» **Exercise inputs**
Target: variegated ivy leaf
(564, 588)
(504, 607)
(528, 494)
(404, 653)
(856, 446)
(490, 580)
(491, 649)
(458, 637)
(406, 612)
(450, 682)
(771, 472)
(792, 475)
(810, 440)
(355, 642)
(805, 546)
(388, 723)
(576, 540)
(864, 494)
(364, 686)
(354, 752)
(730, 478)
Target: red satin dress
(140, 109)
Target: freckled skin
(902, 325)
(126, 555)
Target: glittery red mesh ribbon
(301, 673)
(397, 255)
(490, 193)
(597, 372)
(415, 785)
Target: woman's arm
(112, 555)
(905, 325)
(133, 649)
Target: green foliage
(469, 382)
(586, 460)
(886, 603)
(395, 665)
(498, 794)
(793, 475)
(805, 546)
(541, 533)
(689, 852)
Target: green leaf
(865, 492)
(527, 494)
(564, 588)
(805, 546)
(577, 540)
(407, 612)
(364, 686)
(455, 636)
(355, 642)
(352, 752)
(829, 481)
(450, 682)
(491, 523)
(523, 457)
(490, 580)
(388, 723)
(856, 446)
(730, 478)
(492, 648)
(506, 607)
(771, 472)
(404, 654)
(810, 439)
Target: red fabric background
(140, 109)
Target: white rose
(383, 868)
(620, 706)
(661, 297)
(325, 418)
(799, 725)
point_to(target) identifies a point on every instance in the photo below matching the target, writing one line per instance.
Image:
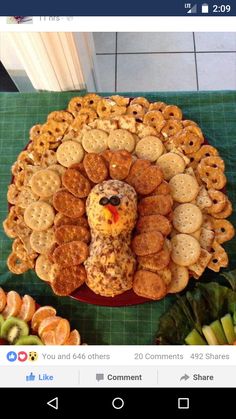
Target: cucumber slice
(209, 335)
(194, 338)
(219, 332)
(228, 327)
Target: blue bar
(116, 8)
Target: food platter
(111, 134)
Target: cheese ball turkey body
(111, 208)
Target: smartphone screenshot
(117, 206)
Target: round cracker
(45, 269)
(41, 241)
(45, 183)
(120, 139)
(95, 141)
(187, 218)
(184, 187)
(70, 152)
(180, 278)
(171, 165)
(39, 216)
(149, 148)
(149, 284)
(185, 249)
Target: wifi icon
(193, 9)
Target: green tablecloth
(215, 112)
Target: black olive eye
(104, 201)
(114, 200)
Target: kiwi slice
(13, 328)
(1, 323)
(29, 340)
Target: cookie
(206, 238)
(120, 139)
(68, 280)
(206, 151)
(149, 285)
(226, 211)
(71, 254)
(76, 183)
(136, 110)
(203, 199)
(162, 189)
(157, 204)
(149, 148)
(147, 243)
(213, 177)
(155, 262)
(45, 183)
(172, 111)
(18, 266)
(224, 230)
(95, 167)
(219, 257)
(68, 233)
(180, 278)
(57, 168)
(70, 152)
(26, 197)
(154, 119)
(212, 161)
(120, 164)
(68, 204)
(218, 201)
(184, 188)
(45, 269)
(185, 249)
(61, 219)
(187, 218)
(189, 142)
(171, 127)
(147, 180)
(154, 222)
(199, 267)
(95, 141)
(171, 164)
(41, 241)
(127, 122)
(39, 216)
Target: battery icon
(205, 8)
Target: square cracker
(199, 267)
(206, 238)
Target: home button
(118, 403)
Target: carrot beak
(113, 211)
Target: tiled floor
(166, 61)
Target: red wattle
(114, 212)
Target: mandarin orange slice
(62, 331)
(74, 338)
(49, 338)
(27, 309)
(13, 306)
(41, 314)
(50, 323)
(3, 300)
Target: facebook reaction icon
(30, 377)
(11, 356)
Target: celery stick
(209, 335)
(194, 338)
(228, 327)
(219, 332)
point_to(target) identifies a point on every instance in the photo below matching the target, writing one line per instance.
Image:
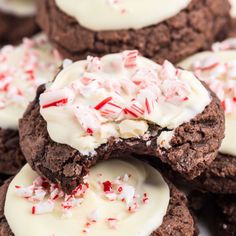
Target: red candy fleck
(56, 103)
(102, 103)
(107, 186)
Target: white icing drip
(121, 14)
(22, 69)
(148, 217)
(228, 146)
(133, 97)
(18, 7)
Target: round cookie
(171, 31)
(22, 69)
(141, 196)
(217, 70)
(17, 20)
(100, 107)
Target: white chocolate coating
(101, 15)
(84, 124)
(22, 69)
(140, 223)
(18, 7)
(217, 81)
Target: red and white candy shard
(92, 95)
(46, 194)
(34, 63)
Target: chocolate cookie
(20, 63)
(220, 176)
(226, 219)
(11, 157)
(188, 148)
(176, 221)
(190, 30)
(14, 27)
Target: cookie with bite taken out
(121, 103)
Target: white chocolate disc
(100, 15)
(118, 96)
(18, 7)
(143, 222)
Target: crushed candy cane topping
(118, 95)
(44, 194)
(137, 189)
(22, 69)
(220, 77)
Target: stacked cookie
(107, 107)
(217, 70)
(100, 127)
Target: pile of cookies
(117, 117)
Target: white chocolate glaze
(148, 217)
(100, 15)
(118, 96)
(18, 7)
(22, 69)
(222, 80)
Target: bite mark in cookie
(120, 103)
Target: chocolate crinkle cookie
(174, 33)
(219, 64)
(17, 20)
(167, 218)
(94, 115)
(226, 219)
(11, 157)
(18, 64)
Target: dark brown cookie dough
(11, 157)
(193, 29)
(14, 28)
(193, 147)
(226, 219)
(178, 219)
(219, 176)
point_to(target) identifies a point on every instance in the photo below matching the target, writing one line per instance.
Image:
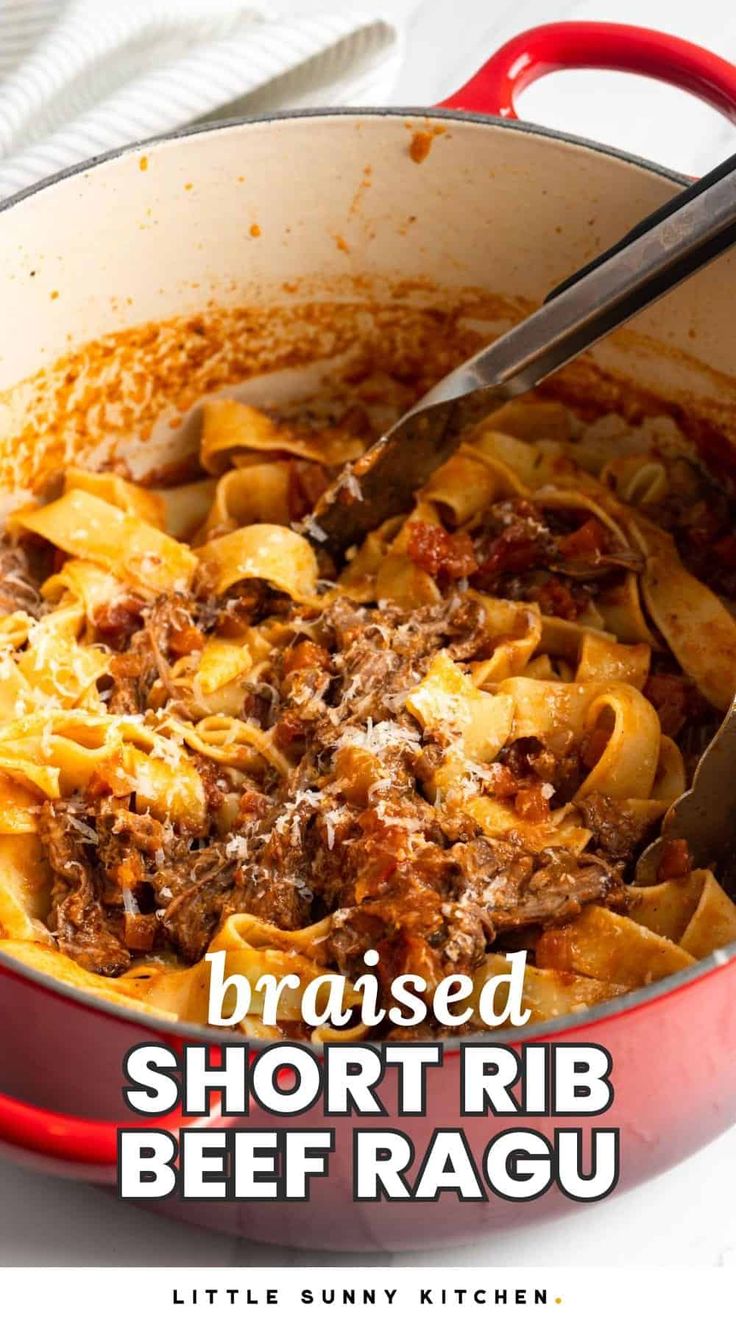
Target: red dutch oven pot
(673, 1043)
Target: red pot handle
(77, 1140)
(596, 45)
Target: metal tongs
(662, 250)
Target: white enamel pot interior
(335, 209)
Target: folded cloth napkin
(80, 77)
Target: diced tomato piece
(305, 657)
(584, 543)
(532, 804)
(556, 599)
(674, 699)
(185, 640)
(445, 556)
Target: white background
(686, 1217)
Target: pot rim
(516, 126)
(597, 1014)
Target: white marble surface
(687, 1217)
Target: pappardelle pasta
(452, 748)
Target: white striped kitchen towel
(80, 77)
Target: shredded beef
(352, 830)
(17, 591)
(81, 924)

» **Problem to solve**
Give every line of all the records above as a JSON list of strings, one string per line, with blank lines left out. Leave the pictures out of the answer.

» **Result for this exercise**
[
  "Target: variegated ivy leaf",
  "(564, 588)",
  "(504, 607)",
  "(528, 494)",
  "(404, 653)",
  "(856, 446)",
  "(490, 580)",
  "(491, 649)",
  "(458, 637)",
  "(406, 612)",
  "(450, 682)",
  "(771, 472)",
  "(792, 475)",
  "(810, 440)",
  "(355, 642)",
  "(805, 546)",
  "(388, 723)",
  "(576, 540)",
  "(864, 494)",
  "(364, 686)",
  "(354, 752)",
  "(730, 478)",
  "Target: red satin dress",
  "(140, 109)",
  "Target: freckled skin",
  "(902, 325)",
  "(126, 555)",
  "Target: glittery red mesh ribbon",
  "(301, 673)",
  "(397, 255)",
  "(490, 193)",
  "(597, 372)",
  "(415, 785)",
  "Target: woman's arm",
  "(112, 555)",
  "(905, 325)",
  "(133, 649)",
  "Target: green foliage",
  "(469, 382)",
  "(586, 460)",
  "(886, 603)",
  "(395, 665)",
  "(498, 794)",
  "(793, 475)",
  "(805, 546)",
  "(541, 533)",
  "(689, 852)",
  "Target: green leaf",
  "(865, 492)",
  "(527, 494)",
  "(564, 588)",
  "(805, 546)",
  "(577, 540)",
  "(407, 612)",
  "(364, 686)",
  "(455, 636)",
  "(355, 642)",
  "(352, 752)",
  "(829, 481)",
  "(450, 682)",
  "(491, 523)",
  "(523, 457)",
  "(490, 580)",
  "(388, 723)",
  "(856, 446)",
  "(730, 478)",
  "(492, 648)",
  "(506, 607)",
  "(771, 472)",
  "(404, 654)",
  "(810, 439)",
  "Target: red fabric background",
  "(140, 109)",
  "Target: white rose",
  "(383, 868)",
  "(620, 706)",
  "(661, 297)",
  "(325, 418)",
  "(799, 725)",
  "point_to(target) identifies a point on every instance in the photo below matching the target, writing one line per instance.",
  "Image:",
  "Target: cucumber slice",
  "(209, 335)",
  "(194, 338)",
  "(219, 332)",
  "(228, 327)",
  "Target: blue bar",
  "(116, 8)",
  "Target: food platter",
  "(111, 134)",
  "Target: cheese ball turkey body",
  "(111, 208)",
  "Target: smartphone screenshot",
  "(117, 206)",
  "Target: round cracker",
  "(45, 269)",
  "(41, 241)",
  "(45, 183)",
  "(120, 139)",
  "(95, 141)",
  "(187, 218)",
  "(184, 187)",
  "(70, 152)",
  "(180, 278)",
  "(171, 165)",
  "(39, 216)",
  "(149, 148)",
  "(149, 284)",
  "(185, 249)",
  "Target: wifi icon",
  "(193, 9)",
  "Target: green tablecloth",
  "(215, 112)",
  "Target: black olive eye",
  "(104, 201)",
  "(114, 200)",
  "Target: kiwi slice",
  "(13, 328)",
  "(1, 323)",
  "(29, 340)",
  "Target: cookie",
  "(206, 238)",
  "(120, 139)",
  "(68, 280)",
  "(206, 151)",
  "(149, 285)",
  "(226, 211)",
  "(71, 254)",
  "(76, 183)",
  "(136, 110)",
  "(203, 199)",
  "(162, 189)",
  "(157, 204)",
  "(149, 148)",
  "(147, 243)",
  "(213, 177)",
  "(155, 262)",
  "(45, 183)",
  "(172, 111)",
  "(18, 266)",
  "(224, 230)",
  "(95, 167)",
  "(219, 257)",
  "(68, 233)",
  "(180, 278)",
  "(57, 168)",
  "(70, 152)",
  "(26, 197)",
  "(154, 119)",
  "(212, 161)",
  "(120, 164)",
  "(68, 204)",
  "(218, 201)",
  "(184, 188)",
  "(45, 269)",
  "(185, 249)",
  "(61, 219)",
  "(187, 218)",
  "(189, 142)",
  "(171, 127)",
  "(147, 180)",
  "(154, 222)",
  "(199, 267)",
  "(95, 141)",
  "(171, 164)",
  "(41, 241)",
  "(127, 122)",
  "(39, 216)",
  "Target: battery icon",
  "(205, 8)",
  "Target: square cracker",
  "(199, 267)",
  "(206, 238)",
  "Target: home button",
  "(118, 403)",
  "Target: carrot beak",
  "(113, 211)",
  "Target: tiled floor",
  "(166, 61)",
  "Target: red wattle",
  "(114, 212)",
  "Target: mandarin orange slice",
  "(62, 331)",
  "(74, 338)",
  "(49, 338)",
  "(27, 309)",
  "(13, 306)",
  "(41, 314)",
  "(50, 323)",
  "(3, 300)",
  "Target: facebook reaction icon",
  "(30, 377)",
  "(11, 356)",
  "Target: celery stick",
  "(209, 335)",
  "(194, 338)",
  "(228, 327)",
  "(219, 332)",
  "point_to(target) identifies a point on every instance in the photo below matching the target, writing one line per instance.",
  "Image:",
  "Target: red candy fleck",
  "(56, 103)",
  "(102, 103)",
  "(107, 186)",
  "Target: white icing drip",
  "(121, 14)",
  "(22, 69)",
  "(148, 217)",
  "(228, 146)",
  "(133, 97)",
  "(18, 7)",
  "Target: round cookie",
  "(171, 31)",
  "(22, 69)",
  "(141, 196)",
  "(217, 70)",
  "(17, 20)",
  "(100, 107)",
  "Target: white chocolate coating",
  "(101, 15)",
  "(84, 124)",
  "(22, 69)",
  "(140, 223)",
  "(18, 7)",
  "(217, 81)",
  "Target: red and white candy shard",
  "(92, 95)",
  "(46, 194)",
  "(34, 63)",
  "Target: chocolate cookie",
  "(20, 63)",
  "(220, 176)",
  "(226, 219)",
  "(11, 157)",
  "(188, 148)",
  "(176, 221)",
  "(190, 30)",
  "(14, 27)",
  "Target: cookie with bite taken out",
  "(121, 103)",
  "Target: white chocolate disc",
  "(100, 15)",
  "(118, 96)",
  "(18, 7)",
  "(143, 222)",
  "Target: crushed candy cane topping",
  "(118, 95)",
  "(44, 194)",
  "(137, 189)",
  "(22, 69)",
  "(220, 77)",
  "Target: stacked cookie",
  "(107, 107)",
  "(217, 70)",
  "(100, 127)",
  "Target: pile of cookies",
  "(117, 117)",
  "Target: white chocolate glaze",
  "(148, 217)",
  "(100, 15)",
  "(118, 96)",
  "(18, 7)",
  "(22, 69)",
  "(222, 80)",
  "Target: bite mark in cookie",
  "(120, 103)",
  "Target: chocolate crinkle cookie",
  "(174, 33)",
  "(219, 64)",
  "(17, 20)",
  "(167, 218)",
  "(94, 115)",
  "(226, 219)",
  "(11, 157)",
  "(18, 64)",
  "Target: dark brown cookie dough",
  "(11, 157)",
  "(193, 29)",
  "(14, 28)",
  "(193, 147)",
  "(226, 219)",
  "(178, 219)",
  "(219, 176)",
  "point_to(target) identifies a point on every instance in the photo below matching the target, writing one line per instance.",
  "Image:",
  "Target: red dutch oven pot",
  "(673, 1043)",
  "Target: red pot handle",
  "(77, 1140)",
  "(596, 45)",
  "Target: metal tongs",
  "(662, 250)",
  "Target: white enamel pot interior",
  "(335, 209)",
  "Target: folded cloth napkin",
  "(80, 77)",
  "Target: diced tomato piece",
  "(305, 657)",
  "(584, 543)",
  "(532, 804)",
  "(556, 599)",
  "(674, 699)",
  "(185, 640)",
  "(445, 556)",
  "Target: white background",
  "(686, 1217)",
  "Target: pot rim",
  "(516, 126)",
  "(597, 1014)",
  "Target: white marble surface",
  "(687, 1217)",
  "Target: pappardelle pasta",
  "(452, 748)",
  "Target: white striped kitchen towel",
  "(80, 77)",
  "Target: shredded beef",
  "(352, 830)",
  "(17, 591)",
  "(81, 924)"
]